Task prompt -> Take down each entry exactly as written.

━━━━━ Records for processing

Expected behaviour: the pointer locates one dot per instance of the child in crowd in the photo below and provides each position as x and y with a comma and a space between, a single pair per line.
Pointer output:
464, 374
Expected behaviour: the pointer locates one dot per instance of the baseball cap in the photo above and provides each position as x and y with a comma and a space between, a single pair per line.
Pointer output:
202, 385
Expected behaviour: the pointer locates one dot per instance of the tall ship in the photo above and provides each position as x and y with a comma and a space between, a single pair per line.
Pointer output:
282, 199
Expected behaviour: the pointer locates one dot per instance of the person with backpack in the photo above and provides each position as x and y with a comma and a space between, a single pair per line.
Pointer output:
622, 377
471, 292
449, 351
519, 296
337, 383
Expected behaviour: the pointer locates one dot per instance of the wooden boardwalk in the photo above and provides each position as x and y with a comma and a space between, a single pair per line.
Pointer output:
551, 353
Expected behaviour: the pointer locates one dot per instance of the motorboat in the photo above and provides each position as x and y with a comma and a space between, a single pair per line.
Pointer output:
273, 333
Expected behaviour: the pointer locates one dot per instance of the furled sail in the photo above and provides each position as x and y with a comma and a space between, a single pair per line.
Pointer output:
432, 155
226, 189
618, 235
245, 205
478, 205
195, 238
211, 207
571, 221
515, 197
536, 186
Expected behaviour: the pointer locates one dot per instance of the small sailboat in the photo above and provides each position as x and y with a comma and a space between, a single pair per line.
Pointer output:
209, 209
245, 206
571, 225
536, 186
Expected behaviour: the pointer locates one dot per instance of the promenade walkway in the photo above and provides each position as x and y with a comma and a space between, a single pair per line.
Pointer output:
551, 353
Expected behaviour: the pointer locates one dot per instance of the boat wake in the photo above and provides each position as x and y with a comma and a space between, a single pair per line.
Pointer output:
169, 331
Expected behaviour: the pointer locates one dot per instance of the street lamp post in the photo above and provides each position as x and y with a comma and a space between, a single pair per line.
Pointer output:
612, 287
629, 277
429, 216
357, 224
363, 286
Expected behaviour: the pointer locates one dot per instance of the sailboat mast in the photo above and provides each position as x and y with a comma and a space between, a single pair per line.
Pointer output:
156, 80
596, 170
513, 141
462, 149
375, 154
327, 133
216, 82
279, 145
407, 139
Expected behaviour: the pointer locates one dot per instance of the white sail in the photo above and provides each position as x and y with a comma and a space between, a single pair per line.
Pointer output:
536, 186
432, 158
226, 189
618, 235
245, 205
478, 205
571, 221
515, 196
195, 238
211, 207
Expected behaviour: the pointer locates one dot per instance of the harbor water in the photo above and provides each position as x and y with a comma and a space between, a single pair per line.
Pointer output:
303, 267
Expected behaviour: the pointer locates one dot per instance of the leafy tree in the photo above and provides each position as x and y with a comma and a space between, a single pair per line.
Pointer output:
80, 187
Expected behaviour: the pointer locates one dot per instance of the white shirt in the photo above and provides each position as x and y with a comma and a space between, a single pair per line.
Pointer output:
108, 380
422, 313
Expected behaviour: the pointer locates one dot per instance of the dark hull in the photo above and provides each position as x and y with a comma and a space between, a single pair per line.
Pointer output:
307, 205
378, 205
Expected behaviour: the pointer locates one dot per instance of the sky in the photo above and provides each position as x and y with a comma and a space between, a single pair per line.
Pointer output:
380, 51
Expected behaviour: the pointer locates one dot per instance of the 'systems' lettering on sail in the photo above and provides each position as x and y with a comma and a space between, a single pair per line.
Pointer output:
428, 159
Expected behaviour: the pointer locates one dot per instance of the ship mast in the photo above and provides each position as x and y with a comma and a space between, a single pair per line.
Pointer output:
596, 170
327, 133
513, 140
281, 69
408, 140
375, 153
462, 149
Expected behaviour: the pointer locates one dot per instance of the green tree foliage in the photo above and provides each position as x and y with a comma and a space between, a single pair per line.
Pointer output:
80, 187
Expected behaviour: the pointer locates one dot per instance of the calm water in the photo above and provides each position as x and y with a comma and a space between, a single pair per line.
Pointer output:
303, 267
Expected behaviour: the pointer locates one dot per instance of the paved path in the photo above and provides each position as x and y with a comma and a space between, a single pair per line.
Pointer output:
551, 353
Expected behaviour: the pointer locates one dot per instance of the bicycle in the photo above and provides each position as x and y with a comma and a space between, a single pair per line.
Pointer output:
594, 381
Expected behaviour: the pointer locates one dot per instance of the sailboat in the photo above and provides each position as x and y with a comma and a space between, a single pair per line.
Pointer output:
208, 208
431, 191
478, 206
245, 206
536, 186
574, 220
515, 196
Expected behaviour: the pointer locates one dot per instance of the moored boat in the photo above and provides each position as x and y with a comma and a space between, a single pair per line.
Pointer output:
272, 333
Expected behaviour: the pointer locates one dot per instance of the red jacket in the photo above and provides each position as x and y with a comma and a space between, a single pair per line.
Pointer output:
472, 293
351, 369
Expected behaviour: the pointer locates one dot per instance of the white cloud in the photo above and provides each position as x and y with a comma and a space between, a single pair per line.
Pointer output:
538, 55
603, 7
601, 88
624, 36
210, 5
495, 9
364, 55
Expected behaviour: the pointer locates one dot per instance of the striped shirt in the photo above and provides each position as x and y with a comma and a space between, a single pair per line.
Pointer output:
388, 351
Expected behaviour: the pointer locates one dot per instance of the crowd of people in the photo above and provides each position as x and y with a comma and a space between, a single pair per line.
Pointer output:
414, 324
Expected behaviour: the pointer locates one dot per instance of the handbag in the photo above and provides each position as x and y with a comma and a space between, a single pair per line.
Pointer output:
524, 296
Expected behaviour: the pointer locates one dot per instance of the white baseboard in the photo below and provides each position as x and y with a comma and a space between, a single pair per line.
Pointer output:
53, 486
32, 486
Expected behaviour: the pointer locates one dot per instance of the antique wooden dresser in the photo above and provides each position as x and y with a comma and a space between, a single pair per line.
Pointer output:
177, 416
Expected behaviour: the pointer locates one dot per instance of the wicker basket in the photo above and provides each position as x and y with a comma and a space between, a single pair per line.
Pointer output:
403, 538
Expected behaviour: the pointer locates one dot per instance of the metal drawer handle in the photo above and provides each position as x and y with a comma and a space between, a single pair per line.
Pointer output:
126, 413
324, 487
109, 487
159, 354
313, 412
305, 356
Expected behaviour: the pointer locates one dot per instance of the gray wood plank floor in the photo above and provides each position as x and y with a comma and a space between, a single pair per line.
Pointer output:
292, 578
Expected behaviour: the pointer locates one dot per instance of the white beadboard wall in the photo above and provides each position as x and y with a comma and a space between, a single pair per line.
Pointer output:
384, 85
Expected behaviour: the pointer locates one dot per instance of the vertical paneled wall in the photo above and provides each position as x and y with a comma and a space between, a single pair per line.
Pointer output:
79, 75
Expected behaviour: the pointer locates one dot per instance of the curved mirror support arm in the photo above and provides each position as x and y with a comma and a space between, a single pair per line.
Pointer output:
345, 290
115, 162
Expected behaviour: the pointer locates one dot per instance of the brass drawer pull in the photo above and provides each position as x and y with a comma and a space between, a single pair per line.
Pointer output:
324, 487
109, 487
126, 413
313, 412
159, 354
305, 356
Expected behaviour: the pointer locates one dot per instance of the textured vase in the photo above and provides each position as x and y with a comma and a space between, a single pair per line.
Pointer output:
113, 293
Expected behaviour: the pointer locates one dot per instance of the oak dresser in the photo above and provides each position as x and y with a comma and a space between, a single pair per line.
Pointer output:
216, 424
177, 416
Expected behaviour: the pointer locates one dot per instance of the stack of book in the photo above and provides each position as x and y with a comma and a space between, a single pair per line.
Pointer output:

━━━━━━━━━━

Response box ->
Expected behaviour: the pointer locates one dot per instance of the child in crowd in the photo below and provides each position as x and y with a comma and a space between, a single pair per line.
Pointer output:
464, 374
Expected behaviour: the pointer locates one dot per instance of the baseball cap in the photo above and provides each position as x and y with a comma and a space between, a single pair per line.
Pointer output:
202, 385
Expected behaviour: the pointer locates one dot per instance of the tall ship in the photo above and provides each position as x and y with a comma and a space between, a single pair per line.
Pointer output:
282, 199
Expected behaviour: the pointer locates one dot per instance of the person with backpack in the photo above and provides each position as x and y with a comma and a space between, a single pair per line.
Pointer output:
622, 377
471, 292
449, 351
519, 296
337, 383
Expected behaviour: the pointer locates one dot per instance of the wooden boardwalk in the photo above and provides each position as x and y with a comma and a space between, a single pair per line.
Pointer output:
551, 353
Expected behaviour: the pointer locates one dot per instance of the motorboat in the photo above and provides each position as x and y with a comma and a space between, a single pair per line.
Pointer output:
273, 333
Expected behaviour: the pointer locates one dot per instance of the furled sail in the photo above and provides each position as x and y with a comma and a space between, a single pair per line.
Pointer output:
432, 155
226, 189
618, 235
245, 205
478, 205
195, 238
211, 207
571, 221
515, 197
536, 186
Expected behaviour: the pointer locates one dot per instance of the small sailboat in the photo above and provides each position as x and y with a comma and a space between, a single pair per line.
Pointer output:
209, 209
245, 206
571, 225
536, 186
Expected behaviour: the pointer locates one dot per instance of the promenade walkway in the photo above and provides each position as x and y with a comma and a space between, a single pair per line.
Pointer output:
551, 353
Expected behaviour: the pointer locates one dot per instance of the boat wake in the photo above and provides each position as x and y with a comma and a space between, a single pair per line.
Pointer output:
169, 331
Expected behaviour: the pointer locates one dot per instance of the street lamp post in the photo above and provides each position as x and y with a comma and a space between, a single pair per line.
Pointer output:
612, 287
629, 277
429, 216
357, 224
363, 286
Expected behaviour: the pointer locates one dot per instance of the sailboat mast in the photo above and provides each position as x and y with a comma and a space between, a single pair per line.
Pointer output:
156, 80
596, 170
513, 141
462, 149
375, 154
327, 133
216, 82
279, 145
407, 139
Expected behaviour: the pointer locates one dot per instance of the white sail in the photo above and provides each position as x and y with a comma and a space between, a single pair per line.
Pointer output:
536, 186
432, 158
226, 189
618, 235
245, 205
478, 205
571, 221
515, 196
195, 238
211, 207
Expected behaviour: the pointer locates one dot per instance of the harbor water in the photo above and provides each position as x and y with a comma and a space between, a single pair per line.
Pointer output:
303, 267
Expected behaviour: the pointer locates one dot per instance of the leafy tree in the photo above and provides each position as x and y with a comma and a space between, a single pair per line.
Pointer output:
80, 187
Expected behaviour: the pointer locates one dot per instance of the white shirt in the photo above and provides each position as x and y with a comma and a space between, a single pair per line.
Pointer output:
108, 380
422, 313
Expected behaviour: the pointer locates one dot per instance of the dark hull in the photo above and provides each position as x and y with a comma and a space between, a single pair per line.
Pointer output:
307, 205
378, 205
Expected behaviour: the pointer locates one dot per instance of the sky in the photo above and provides each position as x and y with a comma and a space between, a single pair per line.
Pointer output:
380, 51
Expected behaviour: the pointer locates one dot per instance of the 'systems' lettering on sail in the photo above and provides each position as x and y with a comma and a space between, a single pair per line.
Pointer output:
428, 159
Expected behaviour: the pointer locates one dot per instance of the ship mast in the photo above and provides each position as x and y with a comma and a space between, a single pair per line.
Pointer output:
596, 170
327, 133
513, 140
281, 69
408, 140
375, 153
462, 149
Expected behaviour: the pointer locates one dot per instance of the green tree foliage in the photo above and provides each position as x and y with a comma and a space between, a single pair per line.
Pointer output:
80, 187
Expected behaviour: the pointer locates one dot per instance of the calm water in the photo above and provides each position as x and y with a comma and a space between, a single pair per line.
Pointer output:
303, 267
Expected behaviour: the pointer locates one dot per instance of the paved path in the photo above and provides each position as x and y with a comma and a space between, a single pair per line.
Pointer output:
551, 353
Expected behaviour: the pointer locates one dot per instance of the bicycle in the photo above and provides each position as x and y with a comma and a space between, a single pair per line.
Pointer output:
594, 381
Expected behaviour: the pointer locates one dot per instance of the sailboat in the photo above and provides each position as x and y with a comma and a space between, a single pair per line.
Pointer output:
208, 208
431, 191
478, 206
245, 206
536, 186
574, 220
515, 196
Expected behaviour: the pointer locates one dot per instance of the moored boat in the photo above and provides each position as x and y with a comma and a space between, a single pair per line.
Pointer output:
272, 333
Expected behaviour: the pointer locates one dot per instance of the red jacket in the photo above and provides each position as x and y with a comma and a space between, a single pair per line.
Pointer output:
472, 293
351, 369
Expected behaviour: the pointer locates one dot per instance of the white cloud in the photo above and provides each position as x and y with a comma and a space between, a single pair per line.
Pointer output:
538, 55
603, 7
601, 88
624, 36
210, 5
495, 9
364, 55
Expected behaviour: the pointer locates one dot per instance of the striped shirt in the photo above and provides each position as x and y with a comma and a space between, a single pair per line.
Pointer output:
388, 351
Expected behaviour: the pointer locates one dot per instance of the crowd of people in the photo above and provides each position as x and y with a comma and a space between, a single pair per line.
Pointer output:
414, 324
Expected behaviour: the pointer locates one dot per instance of the handbag in the photo above and provides each position as x and y with a comma and a space between, a single pair per line.
Pointer output:
524, 296
Expected behaviour: the pointer locates one dot per instance of the white baseboard in the photo below and provides each position as x and y with a comma and a space between, a single pair per line.
Pointer output:
53, 486
32, 486
Expected behaviour: the pointer locates one dot per instance of the antique wooden dresser in the photo above and provides each position as x and y with a comma and a space between, a single pair per line.
Pointer output:
177, 416
Expected behaviour: the pointer locates one dot per instance of the wicker basket in the photo above and provides each position as x and y with a comma and a space between, a single pair per line.
Pointer output:
403, 538
Expected behaviour: the pointer locates one dot per instance of the metal drawer handle in the photo above and provides each position as x and y with a comma and a space between, a single pair per line.
Pointer output:
126, 413
324, 487
109, 487
159, 354
313, 412
305, 356
Expected behaviour: the pointer locates one dot per instance of the gray wood plank floor in the photo above and provides each position as x and y with a comma and a space between, a single pair per line.
Pointer output:
292, 578
Expected behaviour: the pointer locates one dot per instance of the white beadboard wall in the photo above and provides each position as x and y with a comma and a space between, a single pair per line.
Pointer output:
384, 85
Expected behaviour: the pointer locates one dot per instance of the vertical paneled wall in the photo above and provides each position as x and y with a comma and a space between, a single pair per line.
Pointer output:
79, 75
Expected behaviour: the pointer locates one dot per instance of the curved mirror support arm in the photo above and provides each position as x and y with a comma and a space between, a single pair per line.
Pointer output:
345, 290
115, 162
Expected behaviour: the pointer locates one dot per instance of the brass drawer pull in the photo above and provides each position as x and y with a comma and a space between, a single pair per line.
Pointer output:
324, 487
109, 487
126, 413
313, 412
159, 354
305, 356
Expected behaviour: the pointer locates one dot per instance of the textured vase in the photo above and provides each position as x and y with a comma and a space between, a single pair per line.
Pointer output:
113, 293
Expected behaviour: the pointer locates one dot per instance of the oak dresser in the photo above and provides each position as x and y with a comma and a space between, a single pair per line.
Pointer output:
216, 424
177, 416
Expected behaviour: the pointer locates one dot per instance of the stack of book in the photo above and provides each position as x and y with a comma and a space between, a single pair per line.
Pointer output:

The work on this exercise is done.